- [Okuma Metni]:

::::

'Irak sınırını artık profesyonel askerler koruyacak'
Türk Silahlı Kuvvetleri son zamanlarda gündemi meşgul eden sorulara haftalık basın bilgilendirme yoplantısında yanıt verdi.
Genelkurmay Başkanlığı Genel Sekreteri Tümgeneral Ferit Güler ve İç Güvenlik Harekat Dairesi Başkanı Tümgeneral Fahri Kır'ın soruları yanıtladığı brifingte, Irak sınırını artık profesyonel askerlerin koruyacağı duyuruldu.
Güler, "mevzi" tartışmalarına da açıklık getirerek, Hakkari'deki çatışmanın ardından bölgeyi incelemeye giden Başbakan Erdoğan ve komutanların çömelmesiyle ilgili olarak "Orası düzenli bir cephe mevzi değil, Türkiye-Irak sınır hattının tam üzerindedir. Sıfır hattıdır. Güneyi Irak'ın kuzeyidir, güneydeki arazi daha hakim bir arazidir. Her zaman bir kaç teröristin veya keskin nişancıların civarda bulunması mümkündür. Mevzilerde iken Türkiye Cumhuriyeti Başbakanını ve komutanlarını tehdide açık bir şekilde ayakta tutmak doğru bir hareket tarzı olmazdı. Kısacası bu askeri bir gerekliliktir" dedi.
Tümgeneral Kır da, Türkiye ile ABD arasında 2007 yılının Kasım ayında başlayan istihbarat paylaşımının sağlıklı bir şekilde sürdürüldüğünü söyledi.
"Sınırdan 3'er 5'er geçiyorlar"
Genelkurmay Genel Sekreteri Tümgeneral Ferit Güler, Gediktepe saldırısına ilişkin yapılan değerlendirmelerin yanlış olduğunu vurgulayarak, "Çok bildiğini zanneden ama aslında konudan hiçbir bilgileri olmayan bazı yorumcuların söylediği gibi 100-200 kişilik bir grup toplu halde tören geçişi yapar gibi hudutlardan girmiyor. İstihbarat vasıtalarının 200 kişiyi tespit edemedikleri gibi bir durum ortada yok" dedi.

::::

- [Görev]: Irak sınırına ilişkin brifing haberinde adı geçen bütün kişileri, haberde verilen unvanlarıyla birlikte listeleyin.

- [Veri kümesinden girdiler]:
::::

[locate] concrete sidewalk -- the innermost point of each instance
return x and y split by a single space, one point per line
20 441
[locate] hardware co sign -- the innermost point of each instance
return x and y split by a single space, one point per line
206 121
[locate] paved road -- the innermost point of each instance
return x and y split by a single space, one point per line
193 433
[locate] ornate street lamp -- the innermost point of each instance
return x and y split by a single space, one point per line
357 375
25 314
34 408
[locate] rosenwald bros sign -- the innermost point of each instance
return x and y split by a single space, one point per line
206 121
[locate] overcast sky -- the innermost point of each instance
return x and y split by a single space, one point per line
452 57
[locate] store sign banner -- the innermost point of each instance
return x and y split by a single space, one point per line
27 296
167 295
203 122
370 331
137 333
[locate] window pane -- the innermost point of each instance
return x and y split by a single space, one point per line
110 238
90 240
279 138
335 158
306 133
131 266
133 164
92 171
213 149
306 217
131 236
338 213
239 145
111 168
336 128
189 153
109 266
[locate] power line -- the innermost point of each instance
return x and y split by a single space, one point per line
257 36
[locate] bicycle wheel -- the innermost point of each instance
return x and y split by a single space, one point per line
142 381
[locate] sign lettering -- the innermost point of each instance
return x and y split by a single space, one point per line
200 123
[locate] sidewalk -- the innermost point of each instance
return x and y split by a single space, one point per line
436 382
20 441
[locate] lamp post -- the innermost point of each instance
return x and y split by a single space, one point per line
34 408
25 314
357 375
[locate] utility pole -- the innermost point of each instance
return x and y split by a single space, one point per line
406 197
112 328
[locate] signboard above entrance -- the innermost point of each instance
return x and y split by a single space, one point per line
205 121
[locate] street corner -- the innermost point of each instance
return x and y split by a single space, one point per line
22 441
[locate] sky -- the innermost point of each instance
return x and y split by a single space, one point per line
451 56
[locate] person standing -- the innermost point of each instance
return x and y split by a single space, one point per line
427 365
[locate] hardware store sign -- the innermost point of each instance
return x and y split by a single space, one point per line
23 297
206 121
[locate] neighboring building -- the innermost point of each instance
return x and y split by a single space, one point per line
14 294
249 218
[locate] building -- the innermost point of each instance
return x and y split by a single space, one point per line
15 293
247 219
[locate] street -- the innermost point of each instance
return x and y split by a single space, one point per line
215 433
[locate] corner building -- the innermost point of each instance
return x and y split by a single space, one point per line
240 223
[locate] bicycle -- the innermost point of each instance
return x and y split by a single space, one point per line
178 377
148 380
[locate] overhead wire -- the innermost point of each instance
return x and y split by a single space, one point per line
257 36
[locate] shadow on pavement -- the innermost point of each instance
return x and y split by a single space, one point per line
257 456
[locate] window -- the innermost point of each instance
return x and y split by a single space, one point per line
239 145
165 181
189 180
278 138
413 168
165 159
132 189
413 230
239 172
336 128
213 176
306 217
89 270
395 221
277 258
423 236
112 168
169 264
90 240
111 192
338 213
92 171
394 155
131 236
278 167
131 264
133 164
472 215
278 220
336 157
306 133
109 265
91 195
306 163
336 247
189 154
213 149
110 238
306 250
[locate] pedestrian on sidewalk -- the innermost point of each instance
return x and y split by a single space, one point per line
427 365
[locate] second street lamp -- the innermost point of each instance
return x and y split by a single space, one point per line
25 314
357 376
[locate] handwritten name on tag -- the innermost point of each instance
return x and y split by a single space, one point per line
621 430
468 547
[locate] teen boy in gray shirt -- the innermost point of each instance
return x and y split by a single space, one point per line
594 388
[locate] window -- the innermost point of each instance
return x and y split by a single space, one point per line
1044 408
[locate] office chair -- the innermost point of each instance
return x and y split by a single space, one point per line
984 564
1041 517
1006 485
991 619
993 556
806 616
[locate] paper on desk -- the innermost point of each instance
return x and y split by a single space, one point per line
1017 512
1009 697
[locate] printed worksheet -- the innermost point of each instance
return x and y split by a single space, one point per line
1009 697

::::

- [Çözüm]:
- Genelkurmay Başkanlığı Genel Sekreteri Tümgeneral Ferit Güler
- İç Güvenlik Harekat Dairesi Başkanı Tümgeneral Fahri Kır
- Başbakan Erdoğan